**HOW TO COMPLETE THIS TASK:**
Go to the line below that has "category_or_instruction: bark", print it and each line after it exactly, and stop after the line that has "category_or_instruction: stacked turbine"; leave out pictures.

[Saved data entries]
+ + +

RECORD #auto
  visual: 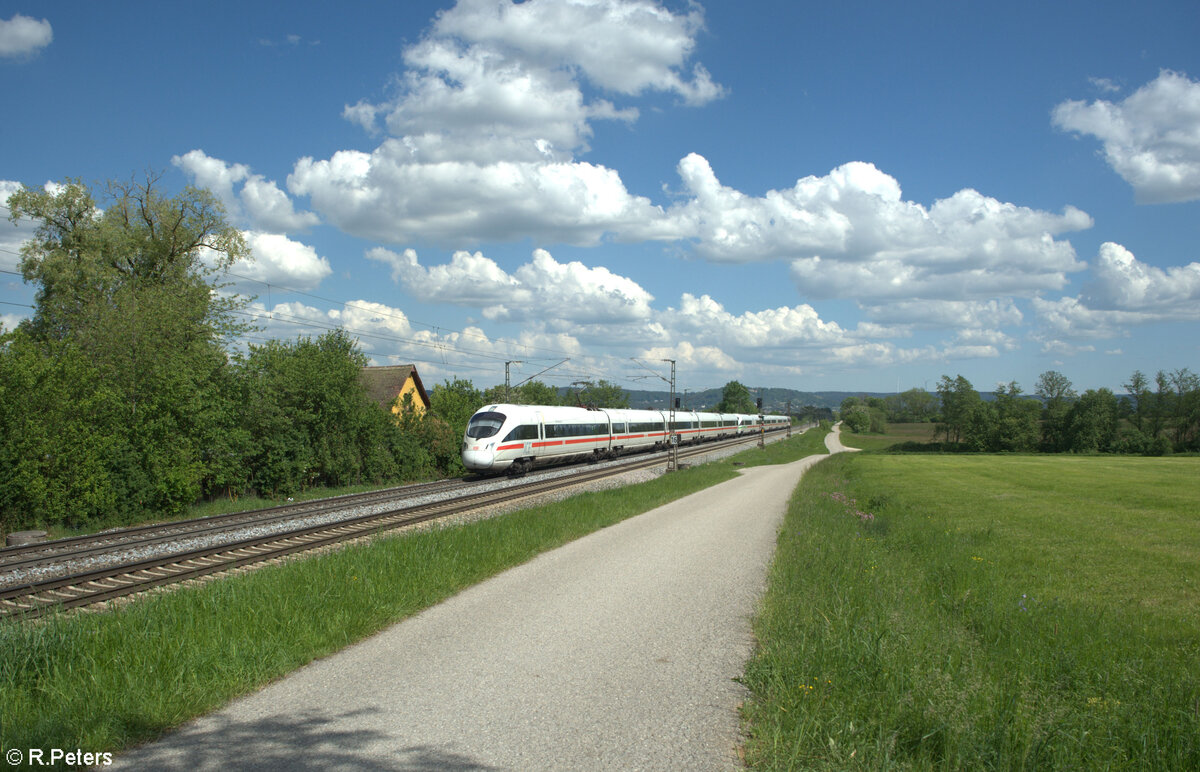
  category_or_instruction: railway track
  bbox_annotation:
[0,477,471,579]
[0,431,783,620]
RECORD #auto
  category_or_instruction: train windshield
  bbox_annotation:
[466,411,506,439]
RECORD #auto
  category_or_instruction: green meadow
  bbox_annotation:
[743,453,1200,770]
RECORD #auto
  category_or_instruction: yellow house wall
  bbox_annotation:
[391,377,427,415]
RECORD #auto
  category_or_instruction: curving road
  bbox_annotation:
[114,427,855,771]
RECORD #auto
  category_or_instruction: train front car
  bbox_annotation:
[462,404,534,474]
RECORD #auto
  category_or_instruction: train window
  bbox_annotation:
[545,422,608,438]
[503,424,538,442]
[612,423,626,434]
[466,411,505,439]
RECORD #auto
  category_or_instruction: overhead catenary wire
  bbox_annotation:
[223,269,582,362]
[1,199,681,389]
[1,219,718,392]
[223,275,657,387]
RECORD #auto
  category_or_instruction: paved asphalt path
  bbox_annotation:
[114,428,855,771]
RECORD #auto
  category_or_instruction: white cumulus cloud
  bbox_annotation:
[367,246,654,325]
[654,155,1091,304]
[174,150,319,233]
[663,292,847,349]
[0,180,36,258]
[1053,70,1200,203]
[637,340,740,372]
[430,0,723,104]
[0,13,51,58]
[239,232,333,291]
[1030,242,1200,348]
[1082,241,1200,318]
[298,0,717,245]
[292,143,663,245]
[1032,296,1136,342]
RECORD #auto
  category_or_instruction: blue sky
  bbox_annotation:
[2,0,1198,396]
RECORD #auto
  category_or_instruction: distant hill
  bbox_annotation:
[557,386,897,413]
[555,387,1091,413]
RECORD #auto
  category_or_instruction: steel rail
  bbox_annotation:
[0,478,471,574]
[0,430,786,620]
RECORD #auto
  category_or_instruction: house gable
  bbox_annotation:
[360,365,431,416]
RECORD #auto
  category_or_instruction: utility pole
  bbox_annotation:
[630,357,678,472]
[758,388,765,449]
[505,360,522,402]
[666,359,678,471]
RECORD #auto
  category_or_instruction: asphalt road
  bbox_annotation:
[114,429,853,771]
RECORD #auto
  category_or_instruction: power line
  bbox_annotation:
[0,226,662,388]
[231,306,551,368]
[223,268,582,362]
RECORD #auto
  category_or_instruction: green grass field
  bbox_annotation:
[837,421,938,451]
[742,453,1200,770]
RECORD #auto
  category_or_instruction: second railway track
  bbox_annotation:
[0,477,472,577]
[0,431,786,621]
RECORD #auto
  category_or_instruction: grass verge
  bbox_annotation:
[1,427,828,756]
[837,422,938,451]
[741,453,1200,770]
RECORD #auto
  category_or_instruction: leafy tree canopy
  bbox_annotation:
[717,380,756,414]
[7,175,249,345]
[430,378,484,439]
[573,379,629,408]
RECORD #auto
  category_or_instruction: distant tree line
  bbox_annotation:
[935,370,1199,454]
[840,370,1199,455]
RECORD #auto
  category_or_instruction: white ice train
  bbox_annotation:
[461,403,790,476]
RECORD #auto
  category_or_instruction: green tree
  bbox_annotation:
[574,379,630,408]
[1145,370,1169,440]
[9,177,247,344]
[241,330,399,495]
[430,378,484,440]
[935,375,982,445]
[885,387,938,422]
[991,381,1041,452]
[717,380,756,413]
[2,176,251,525]
[1035,370,1078,452]
[515,380,561,406]
[841,404,871,433]
[1168,368,1200,450]
[0,330,126,531]
[1123,370,1150,432]
[1066,388,1120,453]
[481,377,560,406]
[961,400,998,452]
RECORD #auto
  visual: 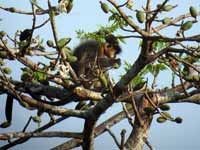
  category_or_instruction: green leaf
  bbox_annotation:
[66,55,77,62]
[157,64,167,71]
[57,38,71,49]
[146,64,154,74]
[32,116,41,123]
[33,72,47,81]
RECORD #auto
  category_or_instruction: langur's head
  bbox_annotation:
[104,34,121,58]
[104,43,121,58]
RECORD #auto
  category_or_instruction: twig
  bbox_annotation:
[48,0,61,68]
[122,103,135,127]
[144,92,172,120]
[0,67,24,104]
[52,108,135,150]
[47,0,78,82]
[144,91,158,110]
[129,84,144,127]
[151,74,158,89]
[106,126,120,148]
[34,18,50,29]
[0,131,82,140]
[22,116,32,132]
[107,0,148,37]
[178,69,190,96]
[117,0,129,8]
[144,137,154,150]
[120,129,126,150]
[0,116,68,149]
[154,11,200,33]
[149,0,169,25]
[0,5,49,15]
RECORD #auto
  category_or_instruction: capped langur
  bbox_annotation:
[71,34,121,90]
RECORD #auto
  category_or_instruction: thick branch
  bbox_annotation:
[51,109,134,150]
[13,93,87,119]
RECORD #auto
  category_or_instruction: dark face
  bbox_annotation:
[104,44,117,59]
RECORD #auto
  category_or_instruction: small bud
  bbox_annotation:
[66,1,73,13]
[3,67,12,74]
[47,40,54,47]
[160,112,172,120]
[144,107,155,114]
[66,55,77,62]
[0,51,7,58]
[181,21,193,31]
[157,117,167,123]
[126,0,133,10]
[32,116,41,123]
[163,5,174,11]
[8,7,16,12]
[0,121,11,128]
[57,38,71,49]
[0,31,6,38]
[136,10,145,23]
[162,17,172,24]
[175,117,183,124]
[189,6,198,19]
[159,104,170,111]
[100,1,109,14]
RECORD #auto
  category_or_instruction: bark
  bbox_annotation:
[125,117,153,150]
[82,119,97,150]
[125,94,155,150]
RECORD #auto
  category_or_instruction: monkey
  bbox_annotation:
[70,34,121,90]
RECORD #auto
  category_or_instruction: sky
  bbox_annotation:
[1,0,200,150]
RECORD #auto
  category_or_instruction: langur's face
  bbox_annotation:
[104,44,117,59]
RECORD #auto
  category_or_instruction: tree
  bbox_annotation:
[0,0,200,150]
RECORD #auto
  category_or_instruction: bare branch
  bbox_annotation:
[107,0,149,37]
[106,127,120,148]
[0,5,49,15]
[0,131,82,140]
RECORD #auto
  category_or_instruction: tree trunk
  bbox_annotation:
[125,94,155,150]
[125,116,153,150]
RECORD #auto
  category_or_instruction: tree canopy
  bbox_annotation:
[1,0,200,150]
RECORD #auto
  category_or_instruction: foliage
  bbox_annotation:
[0,1,200,150]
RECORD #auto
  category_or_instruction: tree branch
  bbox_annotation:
[0,131,82,140]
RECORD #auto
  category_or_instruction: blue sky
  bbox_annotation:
[1,0,200,150]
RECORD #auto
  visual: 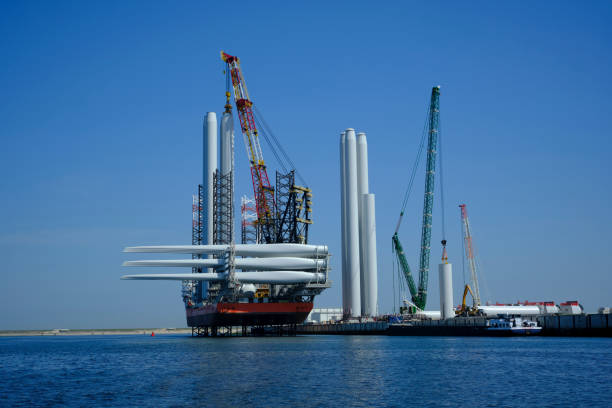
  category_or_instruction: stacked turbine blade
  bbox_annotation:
[123,256,326,270]
[121,243,329,285]
[123,244,328,258]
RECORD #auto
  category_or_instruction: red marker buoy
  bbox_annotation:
[151,332,155,337]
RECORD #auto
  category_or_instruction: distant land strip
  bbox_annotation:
[0,328,192,337]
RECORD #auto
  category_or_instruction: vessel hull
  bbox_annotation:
[186,302,313,327]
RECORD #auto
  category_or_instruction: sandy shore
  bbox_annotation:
[0,328,193,337]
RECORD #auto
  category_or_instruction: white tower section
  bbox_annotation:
[339,131,349,315]
[344,128,361,317]
[220,112,234,177]
[203,112,217,247]
[438,263,454,319]
[220,111,235,243]
[362,193,378,316]
[356,132,369,315]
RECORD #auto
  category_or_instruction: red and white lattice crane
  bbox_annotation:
[221,51,276,243]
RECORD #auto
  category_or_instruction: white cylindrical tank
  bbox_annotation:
[539,304,560,314]
[362,193,378,317]
[340,131,349,315]
[240,283,256,295]
[415,311,441,320]
[356,132,369,315]
[344,128,361,317]
[220,111,234,176]
[477,305,541,317]
[559,302,584,315]
[203,112,217,246]
[438,263,454,319]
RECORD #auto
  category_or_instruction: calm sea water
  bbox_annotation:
[1,335,610,407]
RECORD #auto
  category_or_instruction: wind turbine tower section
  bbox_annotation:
[340,128,378,318]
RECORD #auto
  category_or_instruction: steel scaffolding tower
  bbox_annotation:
[292,184,312,244]
[185,185,204,304]
[241,196,258,244]
[275,170,312,244]
[275,171,295,243]
[213,170,234,245]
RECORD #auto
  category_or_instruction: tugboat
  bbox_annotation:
[486,317,542,336]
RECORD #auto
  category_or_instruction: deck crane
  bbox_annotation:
[459,204,482,306]
[392,86,442,312]
[221,51,277,243]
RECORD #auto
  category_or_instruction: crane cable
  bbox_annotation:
[392,242,396,314]
[223,63,307,187]
[254,114,287,174]
[461,215,466,286]
[394,101,430,234]
[225,65,231,99]
[438,112,447,243]
[253,106,308,187]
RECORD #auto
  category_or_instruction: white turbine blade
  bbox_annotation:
[123,244,328,258]
[123,245,227,254]
[123,257,326,270]
[236,271,325,284]
[120,271,325,284]
[235,257,326,270]
[122,259,222,267]
[121,273,226,281]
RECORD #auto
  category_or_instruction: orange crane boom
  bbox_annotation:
[459,204,482,306]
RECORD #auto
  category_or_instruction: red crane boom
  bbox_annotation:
[221,51,276,242]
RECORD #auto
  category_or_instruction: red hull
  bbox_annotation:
[186,302,313,327]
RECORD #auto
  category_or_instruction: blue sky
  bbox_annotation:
[1,1,610,329]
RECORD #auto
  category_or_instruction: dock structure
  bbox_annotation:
[537,314,612,337]
[295,314,612,337]
[297,321,388,335]
[388,317,490,336]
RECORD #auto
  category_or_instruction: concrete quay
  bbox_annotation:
[297,321,388,335]
[297,314,612,337]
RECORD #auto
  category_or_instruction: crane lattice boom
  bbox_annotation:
[221,51,276,243]
[392,86,440,311]
[459,204,482,306]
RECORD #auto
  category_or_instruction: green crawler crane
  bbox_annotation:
[392,86,441,312]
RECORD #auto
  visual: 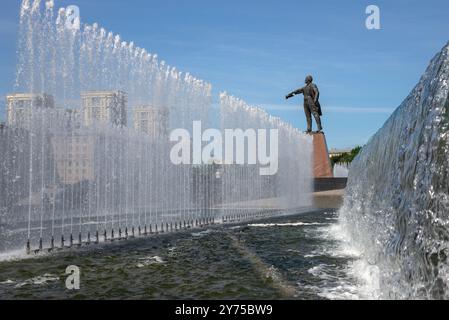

+ + +

**REPLY:**
  category_or_instruction: bark
  bbox_annotation:
[125,117,153,150]
[82,119,97,150]
[125,94,155,150]
RECORD #auto
  category_or_instruction: monkey
  bbox_annotation:
[70,34,121,90]
RECORD #auto
  category_or_instruction: sky
  bbox_annotation:
[1,0,200,150]
RECORD #auto
  category_or_instruction: langur's face
  bbox_annotation:
[104,44,117,59]
RECORD #auto
  category_or_instruction: tree
  bbox_annotation:
[0,0,200,150]
RECORD #auto
  category_or_instruction: bare branch
  bbox_annotation:
[107,0,149,37]
[106,127,120,148]
[0,5,49,15]
[0,131,82,140]
RECORD #auto
  category_or_instruction: tree trunk
  bbox_annotation:
[125,94,155,150]
[125,116,153,150]
RECORD #auto
  category_or_instruction: tree canopy
  bbox_annotation:
[1,0,200,150]
RECORD #auto
  category_or_instruction: foliage
  bbox_annotation:
[0,1,200,150]
RECORD #auto
  category_or_instruction: tree branch
  bbox_annotation:
[0,131,82,140]
RECORD #auto
  category_or_instruction: blue sky
  bbox_annotation:
[1,0,200,150]
RECORD #auto
  visual: 
  category_or_instruction: stacked turbine blade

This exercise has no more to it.